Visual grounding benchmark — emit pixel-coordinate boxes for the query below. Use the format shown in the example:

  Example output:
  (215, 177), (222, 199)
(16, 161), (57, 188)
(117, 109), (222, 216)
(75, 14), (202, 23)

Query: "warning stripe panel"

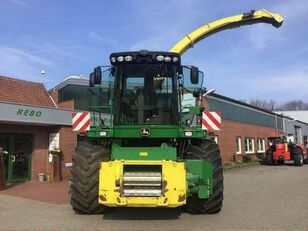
(72, 112), (91, 132)
(202, 111), (221, 131)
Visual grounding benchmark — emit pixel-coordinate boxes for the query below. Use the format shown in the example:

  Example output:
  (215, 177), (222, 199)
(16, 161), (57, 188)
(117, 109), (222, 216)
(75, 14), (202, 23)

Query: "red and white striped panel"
(72, 112), (91, 132)
(202, 111), (221, 131)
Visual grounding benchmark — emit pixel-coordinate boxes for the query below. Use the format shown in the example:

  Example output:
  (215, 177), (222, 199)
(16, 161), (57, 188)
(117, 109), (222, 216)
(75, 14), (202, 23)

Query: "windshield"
(115, 64), (178, 124)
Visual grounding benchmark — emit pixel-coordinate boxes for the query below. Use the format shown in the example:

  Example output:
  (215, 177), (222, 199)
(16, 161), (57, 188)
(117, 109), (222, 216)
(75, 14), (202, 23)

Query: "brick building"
(0, 76), (76, 183)
(0, 76), (308, 183)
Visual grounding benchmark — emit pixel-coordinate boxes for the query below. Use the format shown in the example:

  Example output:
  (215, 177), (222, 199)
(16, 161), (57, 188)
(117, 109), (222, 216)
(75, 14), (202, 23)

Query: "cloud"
(7, 0), (31, 8)
(0, 46), (54, 81)
(248, 0), (308, 50)
(250, 66), (308, 101)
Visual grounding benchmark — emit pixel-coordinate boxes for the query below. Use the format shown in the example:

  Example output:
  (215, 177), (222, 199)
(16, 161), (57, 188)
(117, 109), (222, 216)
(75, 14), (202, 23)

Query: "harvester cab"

#### PROBLEM DETAILS:
Could you copy all of the material above word for word, with every line unchanged, and leave the pictures out?

#### OUTPUT FOR THIS TASK:
Visual grounding benchmark — emit pixel-coordinate boxes for the query below. Use the format shown in the example:

  Example output:
  (215, 177), (222, 199)
(16, 161), (57, 188)
(117, 109), (222, 216)
(75, 14), (202, 23)

Query: "warning stripe panel"

(72, 112), (91, 132)
(202, 111), (221, 131)
Visual grounding benchmark — emit pixel-coordinate boxes for the query below. Use the format shown in the example:

  Example output:
  (215, 177), (222, 199)
(16, 161), (57, 188)
(117, 109), (222, 216)
(75, 14), (202, 23)

Query: "red and white striped panel"
(72, 112), (91, 132)
(202, 111), (221, 131)
Visual grounding benchmark — emit pixel-coordinate boxes for the query below. Use the format shown in the example:

  Example output:
  (215, 177), (222, 199)
(16, 161), (57, 188)
(117, 109), (222, 216)
(75, 14), (202, 23)

Query: "windshield"
(115, 64), (178, 124)
Visual grounding benchmark — emit pixel-coordinate boxes for the query below. Use the format shown in the example:

  Example output:
  (215, 177), (222, 199)
(16, 161), (57, 188)
(117, 109), (222, 216)
(75, 14), (202, 23)

Query: "brick building"
(0, 76), (76, 183)
(0, 76), (308, 183)
Visual grounding benchmark — emit pixel-coordinate boxes for the query below. Use the format shown in the example:

  Example output:
  (215, 177), (222, 199)
(16, 161), (57, 188)
(117, 109), (222, 216)
(75, 14), (202, 23)

Query: "cloud"
(7, 0), (31, 8)
(0, 46), (54, 81)
(248, 0), (308, 50)
(250, 66), (308, 101)
Visual grounding benchmark — emit pixel-coordinate boxes for the query below. Use the format shown in the example:

  Example output:
  (215, 177), (222, 199)
(16, 161), (57, 188)
(117, 109), (222, 216)
(75, 14), (202, 23)

Query: "harvester cab"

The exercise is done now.